**** PROVIDED MATERIAL ****

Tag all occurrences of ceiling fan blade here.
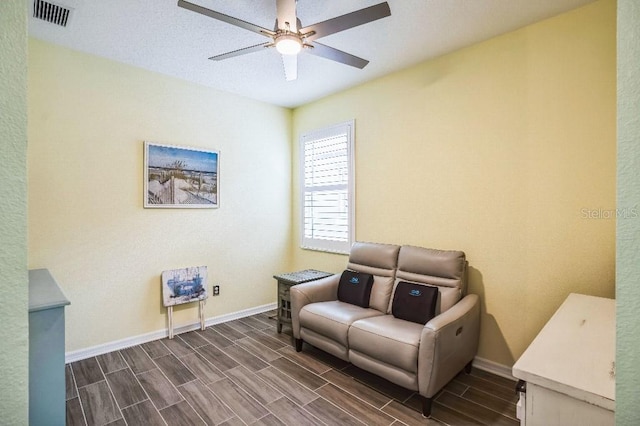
[178,0,275,37]
[281,55,298,81]
[300,2,391,41]
[209,42,273,61]
[305,42,369,69]
[276,0,298,32]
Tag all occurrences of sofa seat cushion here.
[300,300,384,347]
[349,315,424,373]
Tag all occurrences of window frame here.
[299,120,356,254]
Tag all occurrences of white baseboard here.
[473,357,518,380]
[65,303,278,363]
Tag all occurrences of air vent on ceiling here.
[33,0,72,27]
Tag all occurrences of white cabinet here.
[513,293,616,426]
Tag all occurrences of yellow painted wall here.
[293,0,616,365]
[28,40,291,351]
[0,0,29,425]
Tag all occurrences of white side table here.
[513,293,616,426]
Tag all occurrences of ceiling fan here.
[178,0,391,81]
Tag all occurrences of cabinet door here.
[525,383,615,426]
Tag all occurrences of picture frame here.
[143,141,220,209]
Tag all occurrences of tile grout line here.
[94,356,127,425]
[65,364,88,426]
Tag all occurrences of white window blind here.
[300,121,354,253]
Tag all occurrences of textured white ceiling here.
[30,0,593,107]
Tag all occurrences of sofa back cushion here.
[391,281,438,324]
[347,242,400,313]
[338,269,373,308]
[387,246,467,315]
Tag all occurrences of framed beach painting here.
[144,142,220,208]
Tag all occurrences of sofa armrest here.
[289,274,340,339]
[418,294,480,398]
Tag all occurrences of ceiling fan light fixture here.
[275,33,302,55]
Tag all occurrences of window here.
[300,121,355,253]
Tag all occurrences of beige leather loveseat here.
[291,242,480,417]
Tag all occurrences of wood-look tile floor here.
[66,312,519,426]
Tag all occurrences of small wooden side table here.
[273,269,333,333]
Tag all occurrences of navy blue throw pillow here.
[391,281,438,324]
[338,269,373,308]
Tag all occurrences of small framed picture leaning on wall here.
[144,141,220,209]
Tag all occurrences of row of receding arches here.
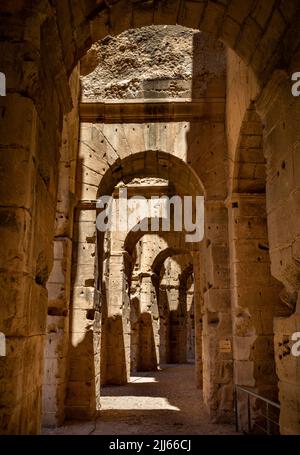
[1,0,299,432]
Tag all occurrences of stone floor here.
[44,364,236,435]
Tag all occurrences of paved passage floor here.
[44,364,236,435]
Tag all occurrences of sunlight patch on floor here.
[101,396,180,411]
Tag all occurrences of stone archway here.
[0,0,299,433]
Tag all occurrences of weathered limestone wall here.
[226,49,259,194]
[229,194,285,428]
[200,202,233,421]
[43,68,79,426]
[258,67,300,434]
[65,206,101,419]
[0,8,72,434]
[81,26,226,102]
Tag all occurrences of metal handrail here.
[234,384,280,435]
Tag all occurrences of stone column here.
[66,208,101,419]
[193,251,203,389]
[157,283,170,364]
[106,251,130,384]
[186,281,195,362]
[139,273,159,371]
[43,68,79,427]
[167,284,186,363]
[200,201,233,422]
[0,93,49,434]
[228,194,282,400]
[257,70,300,434]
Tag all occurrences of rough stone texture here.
[81,26,225,102]
[0,0,300,434]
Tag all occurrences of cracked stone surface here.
[44,364,237,435]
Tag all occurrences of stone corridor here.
[0,0,300,435]
[44,364,237,435]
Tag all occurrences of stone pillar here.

****

DIRECTIVE. Return every row above word for word, but leave the pictures out.

WRITTEN ANSWER.
Tag all occurrences of ceiling fan blade here.
[178,0,275,37]
[281,55,298,81]
[300,2,391,41]
[209,42,273,61]
[305,42,369,69]
[276,0,298,32]
Tag all occurrences of sofa seat cushion here.
[300,300,384,347]
[349,315,424,373]
Tag all occurrences of window frame here.
[299,120,356,254]
Tag all occurrences of white baseboard here.
[473,357,518,380]
[65,303,278,363]
Tag all occurrences of air vent on ceiling here.
[33,0,72,27]
Tag all occurrences of white cabinet here.
[513,293,616,426]
Tag all occurrences of yellow painted wall here.
[293,0,616,365]
[28,40,291,351]
[0,0,29,425]
Tag all occurrences of white side table here.
[513,293,616,426]
Tag all occurrences of ceiling fan here.
[178,0,391,81]
Tag all occurrences of cabinet door here.
[525,383,615,426]
Tag all occurrences of picture frame here.
[143,141,220,209]
Tag all occurrences of tile grout line here.
[94,356,127,425]
[65,364,88,426]
Tag all occurrences of white window blind here.
[300,121,354,253]
Tag all occurrences of textured white ceiling here.
[30,0,593,107]
Tag all occurrences of sofa back cushion here.
[391,281,438,324]
[347,242,400,313]
[338,269,373,308]
[387,246,467,315]
Tag all occurrences of framed beach painting here.
[144,142,220,208]
Tag all occurrences of sofa armrest here.
[289,274,340,339]
[418,294,480,398]
Tag all occurrences of ceiling fan light fixture here.
[275,33,302,55]
Tag all occurrences of window here.
[300,121,355,253]
Tag all occurrences of beige leather loveseat here.
[291,242,480,417]
Tag all occurrences of wood-look tile floor here.
[66,312,519,426]
Tag all occurrences of small wooden side table here.
[273,269,333,333]
Tag all occurrences of navy blue throw pillow here.
[391,281,438,324]
[338,269,373,308]
Tag all occurrences of small framed picture leaning on wall here.
[144,141,220,209]
Tag all occurrences of row of receding arches here.
[1,0,299,432]
Tag all occurrences of stone floor here.
[44,364,236,435]
Tag all occurrences of paved passage floor here.
[44,364,236,435]
Tag all occurrences of sunlight patch on floor here.
[101,396,180,411]
Tag all occurrences of stone archway here.
[0,0,299,433]
Tag all occurrences of weathered limestone wall here.
[226,49,259,194]
[229,194,285,428]
[200,202,233,421]
[43,68,79,426]
[258,67,300,434]
[65,206,101,419]
[0,8,72,434]
[81,26,226,102]
Tag all occurrences of metal handrail here.
[234,384,280,435]
Tag all occurrences of stone column here.
[66,208,101,419]
[193,251,203,389]
[157,283,170,364]
[106,251,130,384]
[186,281,195,362]
[139,273,159,371]
[43,68,79,427]
[167,284,186,363]
[200,201,233,422]
[0,93,49,434]
[228,194,282,400]
[257,70,300,434]
Tag all occurrences of rough stone texture here.
[81,26,225,102]
[0,0,300,434]
Tag all occurrences of cracked stone surface here.
[44,364,237,435]
Tag all occurrences of stone corridor here.
[0,0,300,435]
[44,364,237,435]
Tag all occurrences of stone pillar here.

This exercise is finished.